**Work to do**: Skip the pictures. Reproduce all other material exactly.

————

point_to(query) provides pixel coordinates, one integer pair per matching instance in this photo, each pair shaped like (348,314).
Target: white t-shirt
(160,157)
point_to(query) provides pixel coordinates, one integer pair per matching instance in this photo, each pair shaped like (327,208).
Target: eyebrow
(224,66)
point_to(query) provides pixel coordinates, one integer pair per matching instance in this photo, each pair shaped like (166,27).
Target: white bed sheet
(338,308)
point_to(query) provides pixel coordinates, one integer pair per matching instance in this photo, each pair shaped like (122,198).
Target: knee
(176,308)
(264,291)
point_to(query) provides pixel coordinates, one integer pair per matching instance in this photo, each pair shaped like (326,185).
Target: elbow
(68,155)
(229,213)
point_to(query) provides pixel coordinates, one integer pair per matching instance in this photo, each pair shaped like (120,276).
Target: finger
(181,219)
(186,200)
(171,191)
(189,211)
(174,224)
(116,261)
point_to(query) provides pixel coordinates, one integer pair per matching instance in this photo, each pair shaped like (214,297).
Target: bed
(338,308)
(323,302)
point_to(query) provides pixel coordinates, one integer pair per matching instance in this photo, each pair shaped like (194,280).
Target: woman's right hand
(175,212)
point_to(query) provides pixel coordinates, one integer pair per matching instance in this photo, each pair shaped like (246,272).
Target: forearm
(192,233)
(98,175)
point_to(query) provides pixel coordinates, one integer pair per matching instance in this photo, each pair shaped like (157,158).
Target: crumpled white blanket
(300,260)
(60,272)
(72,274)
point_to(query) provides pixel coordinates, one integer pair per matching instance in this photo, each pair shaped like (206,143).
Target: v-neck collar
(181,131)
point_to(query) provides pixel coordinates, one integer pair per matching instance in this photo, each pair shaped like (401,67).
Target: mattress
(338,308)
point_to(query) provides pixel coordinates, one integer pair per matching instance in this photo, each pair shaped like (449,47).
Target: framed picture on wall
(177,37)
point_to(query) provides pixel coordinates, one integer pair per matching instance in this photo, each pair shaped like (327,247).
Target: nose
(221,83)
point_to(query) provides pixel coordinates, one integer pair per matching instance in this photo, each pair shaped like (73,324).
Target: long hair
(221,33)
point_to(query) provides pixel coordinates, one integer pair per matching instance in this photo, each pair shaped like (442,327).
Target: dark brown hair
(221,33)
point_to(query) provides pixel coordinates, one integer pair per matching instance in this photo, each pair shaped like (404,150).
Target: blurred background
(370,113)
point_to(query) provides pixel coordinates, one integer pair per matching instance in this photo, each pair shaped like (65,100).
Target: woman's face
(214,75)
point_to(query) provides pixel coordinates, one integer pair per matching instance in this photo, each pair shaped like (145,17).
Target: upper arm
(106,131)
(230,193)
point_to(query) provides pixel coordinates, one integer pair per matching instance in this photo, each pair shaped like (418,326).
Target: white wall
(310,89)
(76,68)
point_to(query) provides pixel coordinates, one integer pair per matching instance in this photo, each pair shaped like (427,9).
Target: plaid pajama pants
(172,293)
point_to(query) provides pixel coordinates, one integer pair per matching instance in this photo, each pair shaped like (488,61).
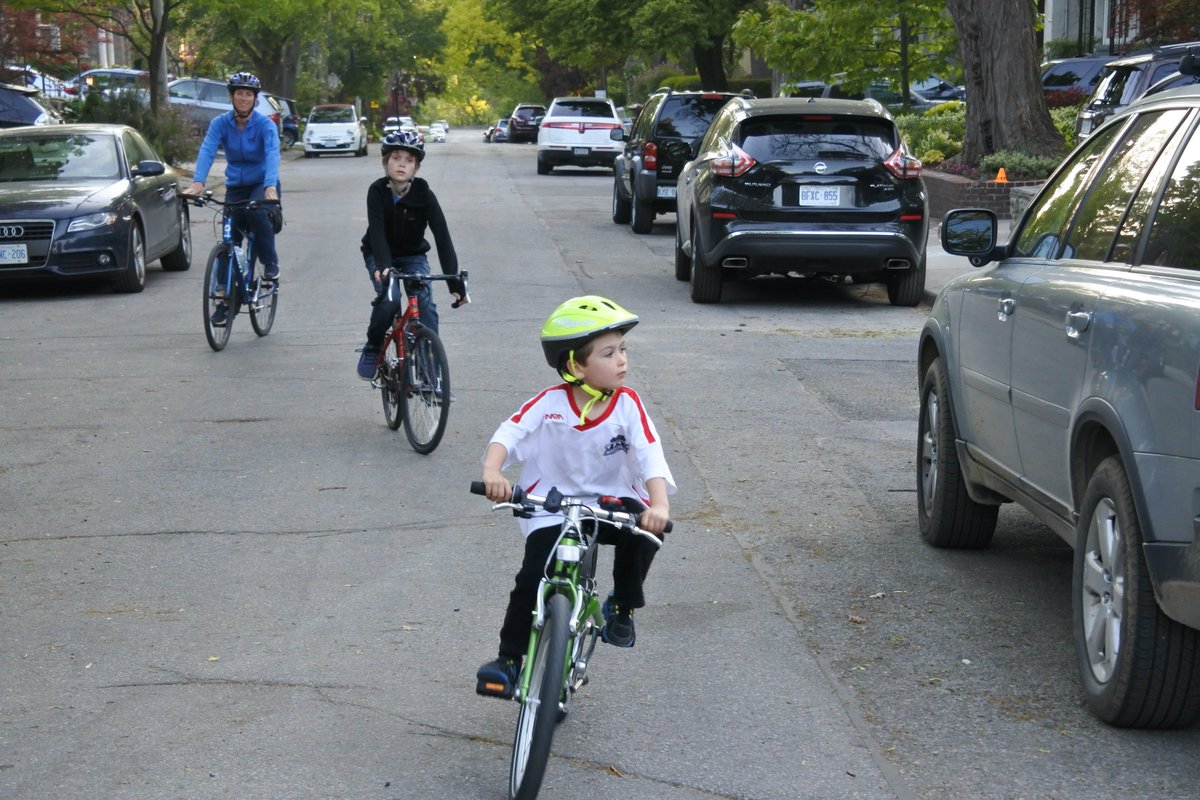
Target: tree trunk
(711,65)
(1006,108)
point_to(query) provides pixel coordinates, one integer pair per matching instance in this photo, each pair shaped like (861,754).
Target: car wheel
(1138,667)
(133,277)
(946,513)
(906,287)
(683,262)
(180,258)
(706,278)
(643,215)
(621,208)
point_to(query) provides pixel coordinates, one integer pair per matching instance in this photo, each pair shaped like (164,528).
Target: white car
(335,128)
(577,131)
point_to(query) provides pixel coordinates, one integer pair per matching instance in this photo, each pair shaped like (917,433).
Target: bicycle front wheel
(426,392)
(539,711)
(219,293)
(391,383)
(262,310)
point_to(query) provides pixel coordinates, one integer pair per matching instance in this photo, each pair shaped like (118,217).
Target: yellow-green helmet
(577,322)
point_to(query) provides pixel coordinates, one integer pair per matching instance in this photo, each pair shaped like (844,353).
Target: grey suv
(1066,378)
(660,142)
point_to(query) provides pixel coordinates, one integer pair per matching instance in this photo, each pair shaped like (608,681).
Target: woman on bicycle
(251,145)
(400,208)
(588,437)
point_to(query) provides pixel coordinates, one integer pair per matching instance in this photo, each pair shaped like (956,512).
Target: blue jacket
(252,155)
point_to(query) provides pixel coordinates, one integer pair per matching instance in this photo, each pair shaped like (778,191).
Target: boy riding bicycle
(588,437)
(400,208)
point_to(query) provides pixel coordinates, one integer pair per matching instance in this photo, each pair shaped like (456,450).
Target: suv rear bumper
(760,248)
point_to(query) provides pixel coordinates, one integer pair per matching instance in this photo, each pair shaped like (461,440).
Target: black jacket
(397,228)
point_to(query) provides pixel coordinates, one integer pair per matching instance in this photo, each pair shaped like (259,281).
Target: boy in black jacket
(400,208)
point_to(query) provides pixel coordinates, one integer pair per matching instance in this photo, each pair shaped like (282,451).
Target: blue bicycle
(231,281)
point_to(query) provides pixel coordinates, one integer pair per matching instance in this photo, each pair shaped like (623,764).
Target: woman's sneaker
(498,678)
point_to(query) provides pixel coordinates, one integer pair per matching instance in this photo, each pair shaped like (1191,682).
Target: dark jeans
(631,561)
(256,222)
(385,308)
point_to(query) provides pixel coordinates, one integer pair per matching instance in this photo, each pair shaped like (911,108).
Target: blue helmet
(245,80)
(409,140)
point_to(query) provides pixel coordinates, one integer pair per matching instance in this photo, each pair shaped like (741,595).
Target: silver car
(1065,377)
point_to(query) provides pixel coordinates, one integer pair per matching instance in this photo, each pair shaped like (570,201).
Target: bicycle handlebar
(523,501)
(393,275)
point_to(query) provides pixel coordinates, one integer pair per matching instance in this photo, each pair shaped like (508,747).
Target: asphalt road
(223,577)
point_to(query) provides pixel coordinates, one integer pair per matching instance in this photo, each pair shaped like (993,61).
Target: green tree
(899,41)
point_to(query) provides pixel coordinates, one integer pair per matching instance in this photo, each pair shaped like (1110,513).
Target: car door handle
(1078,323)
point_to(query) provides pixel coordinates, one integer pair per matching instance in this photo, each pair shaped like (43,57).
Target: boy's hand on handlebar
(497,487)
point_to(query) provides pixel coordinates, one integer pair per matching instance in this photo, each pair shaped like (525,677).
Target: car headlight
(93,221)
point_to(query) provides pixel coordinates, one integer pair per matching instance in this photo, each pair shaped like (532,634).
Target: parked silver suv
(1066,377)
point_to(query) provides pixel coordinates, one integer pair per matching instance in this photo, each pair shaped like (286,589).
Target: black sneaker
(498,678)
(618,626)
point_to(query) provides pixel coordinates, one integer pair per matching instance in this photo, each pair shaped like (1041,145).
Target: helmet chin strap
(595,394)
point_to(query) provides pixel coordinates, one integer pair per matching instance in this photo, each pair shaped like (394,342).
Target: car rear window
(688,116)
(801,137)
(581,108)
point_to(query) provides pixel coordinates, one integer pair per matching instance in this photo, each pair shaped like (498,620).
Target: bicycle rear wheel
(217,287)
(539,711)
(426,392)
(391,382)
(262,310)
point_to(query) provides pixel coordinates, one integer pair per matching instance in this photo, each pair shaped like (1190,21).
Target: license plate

————

**Written solution**:
point_to(query) provides pixel coordinates, one integer pair per matching instance in this photo, each pair shaped like (348,314).
Target: white t-shirt
(160,157)
point_to(query) provides pixel coordinates, one integer pair per matching instance in this photo, each pair shaped like (327,208).
Target: eyebrow
(224,66)
point_to(query) provides pixel coordinates, one integer pair per matching instance in this photo, each pair shaped like (166,27).
Target: white bed sheet
(338,308)
point_to(query) provides pixel coordinates, one integer pair per matching instance in this photo, each pair shaped like (122,198).
Target: knee
(176,308)
(264,291)
point_to(query) provides pixel coordinates, one integer pair per matching instance in this photo, each pair shaped like (326,185).
Target: elbow
(68,155)
(229,213)
point_to(query) provides pixel coordinates, one integer pair per matching instance in this photo, each pair shaped like (120,276).
Target: finger
(181,219)
(186,200)
(171,191)
(189,211)
(174,224)
(116,261)
point_to(query) provides pixel coordinates, one integer pair per matching instance in this photo, each pair shaped like (214,297).
Target: bed
(338,308)
(323,302)
point_to(query) provides pixel coordinates, one integer pair per matching instance in this photo, each pair shaped like (194,280).
Target: woman's right hand
(175,212)
point_to(query) provides pixel coordinates, one integer pair per matching instance in this photo, each pair shaped like (246,272).
Target: forearm
(192,233)
(98,175)
point_to(query) provides pixel coordinates, one integer pair per matching instance in this photo, each pair shaped like (157,158).
Target: crumpled white blanket
(300,260)
(60,272)
(72,274)
point_to(query) provides pixel coordinates, one integer pair per matching instance in this photo, each pair shaped like (206,143).
Target: v-neck collar
(181,131)
point_to(query) provides pixel coordinates, one integer pair per matching instance in this photo, each pair shaped like (401,67).
Target: mattress
(338,308)
point_to(query) provides pixel coordinates, one integer pair per matching instance in this photo, each pair shaped like (449,47).
Target: framed picture on wall
(177,37)
point_to(query) provides pixel coordinates, one integer pair per matching instance in this photo, each pair shaped like (327,247).
Target: nose
(221,83)
point_to(query) provides pixel coordinates, one integer pair per matching instance in this photo, each pair shaped like (73,324).
Target: long hair
(221,33)
point_to(query) provides pixel coordinates, one integer pair per matching instance in this photo, each pair shaped like (442,327).
Target: dark brown hair
(221,33)
point_to(query) provides pixel coordinates, one integer pair per matching instance in this photo, each pair shaped like (404,150).
Target: blurred background
(370,113)
point_to(query) provides pixel coordinates, one integer pair per matching instance in this photo, each pair shaped like (65,100).
Target: woman's face
(214,75)
point_to(query) provides pixel coordinates, one integer pair per matching instance in this photo, each pair shaped like (145,17).
Target: upper arm
(106,131)
(230,193)
point_to(query) provides pixel coordinates, one integer pair per matching instance in this photo, each pair shaped like (418,326).
Target: white wall
(310,89)
(76,68)
point_to(query) provides pixel coordinates, one integer pair per matching instance in this photo, each pair shaped like (427,9).
Target: plaid pajama pants
(172,293)
point_to(query) provides pixel coordinates, one integer pair per matching instance in this photo, each pair shaped like (488,61).
Target: tree trunk
(711,65)
(1006,108)
point_to(query) provides pixel coordinates, one integer pair per matching instance in this photo, each pair shaped like (861,754).
Target: car wheel
(1138,667)
(133,277)
(946,513)
(906,287)
(683,262)
(180,258)
(706,278)
(643,215)
(621,208)
point_to(query) provides pixel coordinates, one integer pair per matching instance in this photo, each pair shaped like (164,528).
Target: white car
(335,128)
(577,131)
point_to(query) provides pixel coordinates, one integer pair per matching instance in this photo, each pair shaped like (917,433).
Target: bicycle front wheel
(426,392)
(539,711)
(219,293)
(391,383)
(262,310)
point_to(query) provides pixel coordinates, one integer pair per matching instance in this photo, each pair shaped like (118,217).
Target: yellow-green helmet
(577,322)
point_to(query) provides pixel coordinates, one integer pair per matching instance in this photo, each pair shaped like (844,353).
Target: grey suv
(1066,378)
(660,142)
point_to(query) provides pixel coordinates, one integer pair per matching instance in this photo, each pair shaped like (608,681).
Target: woman on bicycle
(251,145)
(400,208)
(588,437)
point_to(query) provides pixel coordinates, one integer pair per matching instance in this photo, each pair shaped like (956,512).
Target: blue jacket
(252,155)
point_to(query) provides pixel coordinates, one integer pair per matching instance in this photo, each pair shaped like (778,191).
Target: boy riding bicycle
(588,437)
(400,208)
point_to(query) provides pixel coordinates, one integer pair per matching instance in this photo, each pair shaped like (456,450).
Target: suv rear bumper
(760,248)
point_to(query) provides pixel coordinates, one integer pair per matching instance in this photo, each pair shaped like (461,440).
Target: black jacket
(397,228)
point_to(query) provides pixel coordinates, one integer pair per matching instance in this photo, each pair shaped like (259,281).
Target: boy in black jacket
(400,208)
point_to(query) provides pixel coordinates, one integer pair per matching instance in this photo, each pair shaped like (282,451).
Target: blue bicycle
(231,281)
point_to(query) provides pixel coordinates, one integer pair per matching instance in this photo, each pair shaped like (623,764).
Target: woman's sneaker
(498,678)
point_to(query) provides pixel coordinates, one integer pair per matching instance in this photo, each pair shaped like (1191,682).
Target: dark jeans
(631,561)
(256,222)
(385,308)
point_to(query) provides pixel coordinates, one integer pair per matching instance in this photo, each pair shaped like (911,108).
Target: blue helmet
(245,80)
(409,140)
point_to(query) provides pixel coordinates, one integer pair per matching instance in this photo, each pair shaped like (741,595).
Target: silver car
(1065,377)
point_to(query) provides pixel coordinates, one integer pair per matching instance in this photo, each pair shaped like (570,201).
Target: bicycle handlebar
(523,501)
(393,275)
point_to(query) provides pixel coordinates, one integer pair per matching instance in this photo, each pair shaped like (508,747).
Target: asphalt road
(223,577)
point_to(query) provides pixel coordinates, one integer pair per matching instance in this photo, each pair shaped like (993,61).
Target: green tree
(899,41)
point_to(query) provides pixel coordinates, one integer pair per matching instance in this photo, each pair shaped like (1110,513).
Target: car door handle
(1078,323)
point_to(query) provides pixel coordinates, one integer pair per matching instance in this photo, each pair shaped like (43,57).
Target: boy's hand on handlebar
(497,487)
point_to(query) provides pixel coordinates, one integer pair per matching instance in this photo, each pair shaped like (525,677).
Target: car headlight
(93,221)
point_to(query) provides pixel coordinates, one integer pair per matching instance in this photo, each pair shaped like (532,634).
Target: parked silver suv
(1066,377)
point_to(query) provides pixel coordinates, one integer pair per matching instance in this photo, each pair shaped like (286,589).
Target: black sneaker
(498,678)
(618,626)
point_to(query) provides pixel coordinates, one integer pair per matching instance in this photo, each pair shaped like (1041,145).
Target: helmet chin strap
(595,394)
point_to(query) provides pixel coordinates, one integer pair per matching instance in this photo, each pair shaped like (394,342).
Target: car rear window
(688,116)
(801,137)
(581,108)
point_to(query) provides pixel coordinates, one integer pair per matching instance in this photo, each pair shaped like (498,620).
Target: bicycle rear wheel
(217,287)
(539,711)
(426,392)
(391,382)
(262,310)
point_to(query) provides pixel coordinates, one integer pair per matching instance in this photo, each pair shaped like (1190,21).
Target: license plate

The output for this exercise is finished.